» Document section:

Tuesday, June 14, 2011
Abandonment Issues: Havelock Horse House
Sometimes you find a place that takes your breath away. First by the visuals, then by the scent. The Havelock Horse House stole my breath.
My hair was still soaked from tipping a kayak while traveling backwards over the tiny rapids in the river that connects Cordova and Belmont Lakes when i hopped the rusted gate and disappeared into the overgrowth behind farm machinery and trailers, and animal cages and traps. Old cars and trucks were garden beds to the reclaiming force of nature's revenge. Fences, antennas and satellite dishes all intertwined with vines and grasses.
The farm itself is still active, with at least a dozen horses out back beside a well maintained barn. It appears as though someone has bought the property solely for use of the farm and chosen to neglect the house and it's contents, as well as the vast rugged property that stretches for hundreds of acres down to the lake, which is swallowing up the machinery and vehicles of years past.
As the door opened, as did a glimpse into the past. Time stopped here, and you can smell it. Everything you can imagine is scattered about on the floor as if the house has been looted nine times and no one ever took anything. The antique stove and bathtub are in stark contrast to the VHS tape of John Q and a dirty calender that reads 2005.
I lifted the key cover on the piano and freestyled a few seconds of bad jazz that lingered as one of the keys got stuck and hummed out the end of it's note like Mariah Carey on morphine. The first floor is unstable and some of the floorboards are warped and buckling. Most of the floor is buried under material possessions and is not visible, which is an obvious hazard. The smell is overwhelming, the nostrils burn. A step outside for fresh air is needed before heading upstairs.

» Exercise description:
Continue the blog post about the Havelock Horse House from its last sentence.

» Data listing:
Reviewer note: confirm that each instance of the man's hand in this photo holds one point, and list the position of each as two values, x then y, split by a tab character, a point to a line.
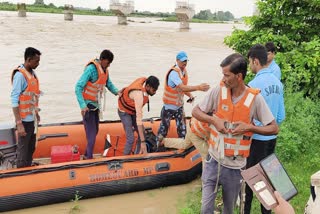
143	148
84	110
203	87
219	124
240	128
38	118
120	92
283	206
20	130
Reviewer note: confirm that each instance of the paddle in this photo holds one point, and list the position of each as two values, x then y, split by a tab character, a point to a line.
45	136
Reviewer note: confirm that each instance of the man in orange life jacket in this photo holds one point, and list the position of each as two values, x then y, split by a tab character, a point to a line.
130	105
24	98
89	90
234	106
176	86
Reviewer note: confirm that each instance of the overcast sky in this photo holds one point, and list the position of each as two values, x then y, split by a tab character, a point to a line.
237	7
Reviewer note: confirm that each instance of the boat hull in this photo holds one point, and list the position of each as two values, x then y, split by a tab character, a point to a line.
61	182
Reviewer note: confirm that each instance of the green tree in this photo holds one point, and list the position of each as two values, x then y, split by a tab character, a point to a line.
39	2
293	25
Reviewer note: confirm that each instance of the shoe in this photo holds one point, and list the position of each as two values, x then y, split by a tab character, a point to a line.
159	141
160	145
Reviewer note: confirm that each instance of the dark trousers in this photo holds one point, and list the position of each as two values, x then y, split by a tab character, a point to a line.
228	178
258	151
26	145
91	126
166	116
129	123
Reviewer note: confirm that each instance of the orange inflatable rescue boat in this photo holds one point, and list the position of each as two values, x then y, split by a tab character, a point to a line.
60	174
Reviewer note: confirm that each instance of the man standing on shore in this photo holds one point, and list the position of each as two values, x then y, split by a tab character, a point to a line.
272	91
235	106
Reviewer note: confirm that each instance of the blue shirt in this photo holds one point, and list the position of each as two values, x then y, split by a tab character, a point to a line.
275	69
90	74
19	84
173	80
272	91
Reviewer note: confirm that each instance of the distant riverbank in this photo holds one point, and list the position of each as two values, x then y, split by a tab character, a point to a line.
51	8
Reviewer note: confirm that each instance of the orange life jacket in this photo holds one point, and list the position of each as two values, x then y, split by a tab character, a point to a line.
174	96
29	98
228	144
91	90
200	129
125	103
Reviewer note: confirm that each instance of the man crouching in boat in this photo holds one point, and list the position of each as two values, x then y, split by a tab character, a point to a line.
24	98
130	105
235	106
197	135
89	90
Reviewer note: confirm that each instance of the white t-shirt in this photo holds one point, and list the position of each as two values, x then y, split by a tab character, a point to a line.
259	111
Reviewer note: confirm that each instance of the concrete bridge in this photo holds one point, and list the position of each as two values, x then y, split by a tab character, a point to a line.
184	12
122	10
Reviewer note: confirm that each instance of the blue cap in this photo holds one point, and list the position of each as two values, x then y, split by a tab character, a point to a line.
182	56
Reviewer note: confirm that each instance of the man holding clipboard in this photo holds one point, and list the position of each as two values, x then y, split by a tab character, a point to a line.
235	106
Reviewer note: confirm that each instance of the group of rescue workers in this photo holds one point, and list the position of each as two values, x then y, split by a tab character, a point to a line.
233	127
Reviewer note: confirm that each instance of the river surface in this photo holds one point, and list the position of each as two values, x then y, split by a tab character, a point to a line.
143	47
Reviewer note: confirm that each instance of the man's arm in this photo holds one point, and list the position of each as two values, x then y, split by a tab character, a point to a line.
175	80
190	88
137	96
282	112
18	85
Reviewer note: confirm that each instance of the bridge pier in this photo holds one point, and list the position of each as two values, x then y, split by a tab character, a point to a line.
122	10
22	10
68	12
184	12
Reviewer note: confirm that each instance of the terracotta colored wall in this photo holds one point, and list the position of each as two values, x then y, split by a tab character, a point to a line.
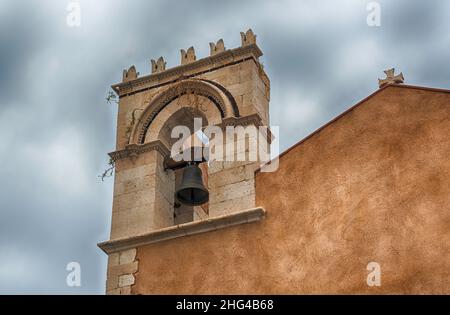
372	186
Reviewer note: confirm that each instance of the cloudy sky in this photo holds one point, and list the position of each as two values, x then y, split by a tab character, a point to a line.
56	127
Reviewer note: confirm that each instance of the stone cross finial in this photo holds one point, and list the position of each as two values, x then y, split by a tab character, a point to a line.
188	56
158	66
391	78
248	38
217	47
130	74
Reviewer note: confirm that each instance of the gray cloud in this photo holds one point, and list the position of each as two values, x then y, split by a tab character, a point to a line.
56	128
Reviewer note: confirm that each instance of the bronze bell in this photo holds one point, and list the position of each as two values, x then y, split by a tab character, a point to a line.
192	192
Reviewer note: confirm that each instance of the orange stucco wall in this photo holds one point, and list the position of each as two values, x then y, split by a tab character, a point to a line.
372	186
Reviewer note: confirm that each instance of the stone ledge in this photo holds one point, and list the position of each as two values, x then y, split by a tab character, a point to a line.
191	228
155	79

» Task result:
Upstairs, tight corners through a hoarders paradise twist and turn from room to room. Exercise bikes and 90s hockey cards in plastic sheets stacked on an antiquated hard drive tower stood out through the lens of my camera. Yet again, the smell overwhelmed. Another step outside, another breath of fresh air.
One more big inhale and a feather-like fluttering jaunt through to the back room.
The back room was the highlight, a pair of chairs sitting in front of a furnace. Plaques on the wall for equestrian achievements in 1993 bear a girls name and hang beside other horse paraphernalia and framed pictures of horses. Shelves hold up decorative plates with horse images and while fighting for breath i laughed and choked on the putrid air as a few of the horses out back neighed and thumped their hooves down as if to announce their displeasure with my presence.
On that note, i was outside panting, photographing the expansive property and breathing in the freshest air i'd ever tasted.
Moments later, i was back at the Colonel, just up the road. One of our family cottages is in this area and we have found a virtual smörgåsbord of abandoned locations to feast on in this neck of the woods.
Stay tuned my friends.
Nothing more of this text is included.